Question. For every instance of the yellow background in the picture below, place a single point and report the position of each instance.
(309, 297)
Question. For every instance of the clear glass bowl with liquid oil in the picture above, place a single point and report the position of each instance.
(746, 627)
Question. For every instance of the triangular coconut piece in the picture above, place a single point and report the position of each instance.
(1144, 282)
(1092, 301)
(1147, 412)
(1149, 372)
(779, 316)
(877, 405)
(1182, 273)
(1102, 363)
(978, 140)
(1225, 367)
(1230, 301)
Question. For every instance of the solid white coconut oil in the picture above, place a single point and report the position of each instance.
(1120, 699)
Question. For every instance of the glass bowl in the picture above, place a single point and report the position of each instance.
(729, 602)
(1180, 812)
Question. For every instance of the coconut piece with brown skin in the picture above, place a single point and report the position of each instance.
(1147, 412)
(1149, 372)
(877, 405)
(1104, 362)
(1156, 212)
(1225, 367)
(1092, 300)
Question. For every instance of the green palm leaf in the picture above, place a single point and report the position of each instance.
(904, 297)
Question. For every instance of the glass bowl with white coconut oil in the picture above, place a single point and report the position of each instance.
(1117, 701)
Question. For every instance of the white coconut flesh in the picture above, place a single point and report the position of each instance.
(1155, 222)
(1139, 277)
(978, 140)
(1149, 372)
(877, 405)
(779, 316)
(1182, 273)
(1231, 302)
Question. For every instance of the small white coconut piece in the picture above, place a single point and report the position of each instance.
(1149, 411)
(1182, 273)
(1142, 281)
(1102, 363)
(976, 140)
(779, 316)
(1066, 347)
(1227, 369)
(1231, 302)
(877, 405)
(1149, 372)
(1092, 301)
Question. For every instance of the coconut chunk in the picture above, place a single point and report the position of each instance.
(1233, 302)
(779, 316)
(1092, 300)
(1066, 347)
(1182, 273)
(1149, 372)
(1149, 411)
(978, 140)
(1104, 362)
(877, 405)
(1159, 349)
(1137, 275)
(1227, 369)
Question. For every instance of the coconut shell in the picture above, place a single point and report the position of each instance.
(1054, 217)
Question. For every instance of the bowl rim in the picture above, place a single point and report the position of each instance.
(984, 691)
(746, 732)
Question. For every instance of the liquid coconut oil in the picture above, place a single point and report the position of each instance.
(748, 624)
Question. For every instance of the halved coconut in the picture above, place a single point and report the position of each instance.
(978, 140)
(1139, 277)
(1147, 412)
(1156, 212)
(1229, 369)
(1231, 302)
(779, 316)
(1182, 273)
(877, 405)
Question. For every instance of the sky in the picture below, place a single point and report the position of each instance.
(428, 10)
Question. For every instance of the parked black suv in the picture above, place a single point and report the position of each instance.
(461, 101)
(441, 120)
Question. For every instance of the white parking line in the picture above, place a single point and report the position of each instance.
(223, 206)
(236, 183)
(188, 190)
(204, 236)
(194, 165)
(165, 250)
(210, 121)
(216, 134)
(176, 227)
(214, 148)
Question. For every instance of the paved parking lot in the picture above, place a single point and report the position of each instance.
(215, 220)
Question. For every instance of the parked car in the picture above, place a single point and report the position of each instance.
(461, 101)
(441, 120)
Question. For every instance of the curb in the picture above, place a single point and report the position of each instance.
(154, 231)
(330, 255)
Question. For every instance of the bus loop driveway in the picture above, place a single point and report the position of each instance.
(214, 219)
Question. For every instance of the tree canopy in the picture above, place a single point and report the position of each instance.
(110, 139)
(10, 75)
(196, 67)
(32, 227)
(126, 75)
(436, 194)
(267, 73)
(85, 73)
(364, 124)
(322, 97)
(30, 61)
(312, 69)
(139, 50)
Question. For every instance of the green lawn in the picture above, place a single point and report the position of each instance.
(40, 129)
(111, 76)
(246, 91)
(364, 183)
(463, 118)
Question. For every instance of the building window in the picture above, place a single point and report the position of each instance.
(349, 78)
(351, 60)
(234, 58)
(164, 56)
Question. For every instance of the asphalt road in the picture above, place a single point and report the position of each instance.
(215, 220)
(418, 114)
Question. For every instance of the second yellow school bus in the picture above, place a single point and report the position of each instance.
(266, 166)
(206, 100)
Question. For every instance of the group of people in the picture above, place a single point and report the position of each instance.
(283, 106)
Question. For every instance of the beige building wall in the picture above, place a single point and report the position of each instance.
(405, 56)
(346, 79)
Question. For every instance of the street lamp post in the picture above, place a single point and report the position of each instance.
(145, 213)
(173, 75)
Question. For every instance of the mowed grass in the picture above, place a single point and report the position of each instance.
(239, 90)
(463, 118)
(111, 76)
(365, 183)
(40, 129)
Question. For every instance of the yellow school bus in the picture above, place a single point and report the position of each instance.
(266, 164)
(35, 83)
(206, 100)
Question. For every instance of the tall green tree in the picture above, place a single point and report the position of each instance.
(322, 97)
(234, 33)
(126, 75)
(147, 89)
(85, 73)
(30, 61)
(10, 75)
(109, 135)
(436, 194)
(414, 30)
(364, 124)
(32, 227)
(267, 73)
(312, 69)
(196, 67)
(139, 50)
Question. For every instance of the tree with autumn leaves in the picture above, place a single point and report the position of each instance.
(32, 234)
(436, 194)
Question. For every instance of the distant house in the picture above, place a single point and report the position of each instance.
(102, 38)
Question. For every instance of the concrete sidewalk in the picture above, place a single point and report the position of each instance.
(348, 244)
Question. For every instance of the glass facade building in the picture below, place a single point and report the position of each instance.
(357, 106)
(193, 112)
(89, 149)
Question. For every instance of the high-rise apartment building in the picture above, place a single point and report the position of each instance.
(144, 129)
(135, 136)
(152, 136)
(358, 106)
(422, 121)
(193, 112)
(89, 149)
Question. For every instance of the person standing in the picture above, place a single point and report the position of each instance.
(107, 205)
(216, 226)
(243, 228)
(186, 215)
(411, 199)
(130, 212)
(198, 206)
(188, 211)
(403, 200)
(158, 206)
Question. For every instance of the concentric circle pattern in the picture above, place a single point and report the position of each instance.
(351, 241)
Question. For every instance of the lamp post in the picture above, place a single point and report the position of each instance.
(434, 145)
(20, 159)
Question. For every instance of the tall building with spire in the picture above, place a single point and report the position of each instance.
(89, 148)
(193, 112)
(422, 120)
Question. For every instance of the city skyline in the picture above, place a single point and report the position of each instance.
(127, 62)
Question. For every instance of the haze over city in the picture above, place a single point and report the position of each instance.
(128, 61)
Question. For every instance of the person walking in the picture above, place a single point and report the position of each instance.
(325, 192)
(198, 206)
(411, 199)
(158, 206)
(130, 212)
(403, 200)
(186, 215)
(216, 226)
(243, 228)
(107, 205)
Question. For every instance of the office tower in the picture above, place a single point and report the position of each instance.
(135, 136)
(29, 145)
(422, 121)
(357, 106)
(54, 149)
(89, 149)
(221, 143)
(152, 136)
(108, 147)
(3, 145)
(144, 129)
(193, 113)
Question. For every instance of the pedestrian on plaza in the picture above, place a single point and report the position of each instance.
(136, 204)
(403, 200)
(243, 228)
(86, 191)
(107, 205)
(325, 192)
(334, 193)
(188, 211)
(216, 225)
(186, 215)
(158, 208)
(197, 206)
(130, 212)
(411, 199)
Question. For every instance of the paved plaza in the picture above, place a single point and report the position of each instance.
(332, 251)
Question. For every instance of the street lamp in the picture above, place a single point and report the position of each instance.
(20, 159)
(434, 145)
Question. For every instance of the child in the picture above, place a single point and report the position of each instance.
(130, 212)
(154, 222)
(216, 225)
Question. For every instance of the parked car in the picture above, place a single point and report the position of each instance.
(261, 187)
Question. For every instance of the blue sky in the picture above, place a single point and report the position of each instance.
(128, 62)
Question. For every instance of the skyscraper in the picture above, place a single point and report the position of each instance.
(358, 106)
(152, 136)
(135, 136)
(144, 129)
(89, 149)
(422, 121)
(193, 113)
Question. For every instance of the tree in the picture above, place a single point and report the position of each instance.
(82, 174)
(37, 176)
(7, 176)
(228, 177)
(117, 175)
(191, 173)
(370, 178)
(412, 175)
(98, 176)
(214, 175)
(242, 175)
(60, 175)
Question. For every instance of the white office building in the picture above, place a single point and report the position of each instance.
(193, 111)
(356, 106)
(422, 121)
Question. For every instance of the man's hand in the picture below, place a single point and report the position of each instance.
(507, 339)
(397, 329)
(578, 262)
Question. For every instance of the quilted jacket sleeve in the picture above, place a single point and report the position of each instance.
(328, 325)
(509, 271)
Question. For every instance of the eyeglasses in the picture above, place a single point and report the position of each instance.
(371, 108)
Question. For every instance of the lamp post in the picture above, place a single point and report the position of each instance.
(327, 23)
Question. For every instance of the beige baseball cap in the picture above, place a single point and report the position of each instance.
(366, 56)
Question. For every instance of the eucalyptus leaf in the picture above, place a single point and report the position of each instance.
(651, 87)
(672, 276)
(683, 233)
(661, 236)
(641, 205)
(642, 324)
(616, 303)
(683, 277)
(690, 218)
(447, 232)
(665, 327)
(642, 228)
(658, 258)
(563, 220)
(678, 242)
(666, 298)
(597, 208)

What the exercise asks -> Reproduce the line containing "Question. For every instance of the child" and every line after it. Stop at the last line of the records, and add nothing.

Exercise response ->
Question. For every instance of the child in the picture above, place a single point and report the position of each instance.
(130, 212)
(154, 222)
(216, 225)
Question. For every instance of the parked car in the picture above, place a single point and report the position of each instance.
(261, 187)
Question. For every instance of the blue sky in the picture above, place a single point and report the position of each instance.
(128, 62)
Question. For every instance of the skyscraper in the picture above, place a single point and report the position of each instance.
(358, 106)
(152, 136)
(135, 136)
(144, 129)
(89, 149)
(422, 121)
(193, 113)
Question. For every instance of the tree in the picture above, place a single point and report the position of each instance.
(82, 174)
(37, 176)
(7, 176)
(228, 177)
(117, 175)
(191, 173)
(370, 178)
(412, 175)
(98, 176)
(214, 175)
(242, 175)
(60, 175)
Question. For every instance of the white office building in the picture above, place a single point and report the position of each instance.
(193, 111)
(356, 106)
(422, 121)
Question. For every instance of the man's hand in the picture below, place a single point and report the position of each instance.
(507, 339)
(397, 329)
(578, 262)
Question. For every instance of the quilted jacket sleeve in the picture above, place a single point and report the position of each instance.
(328, 325)
(509, 271)
Question. For every instance of the eyeglasses in the picture above, place a single point and report the position of each instance.
(371, 108)
Question. For every instance of the lamp post in the picture above, place a single point and report the position of each instance.
(327, 23)
Question. For every instance of the beige baseball cap in the picture above, place a single point and report the position of each instance.
(366, 56)
Question. For every instance of the eucalyptus leaf in the picture above, place a single point and report the position of each instance.
(651, 87)
(672, 276)
(683, 233)
(661, 236)
(641, 205)
(642, 324)
(616, 303)
(683, 277)
(690, 218)
(447, 232)
(665, 327)
(642, 228)
(658, 258)
(563, 220)
(678, 242)
(666, 298)
(597, 208)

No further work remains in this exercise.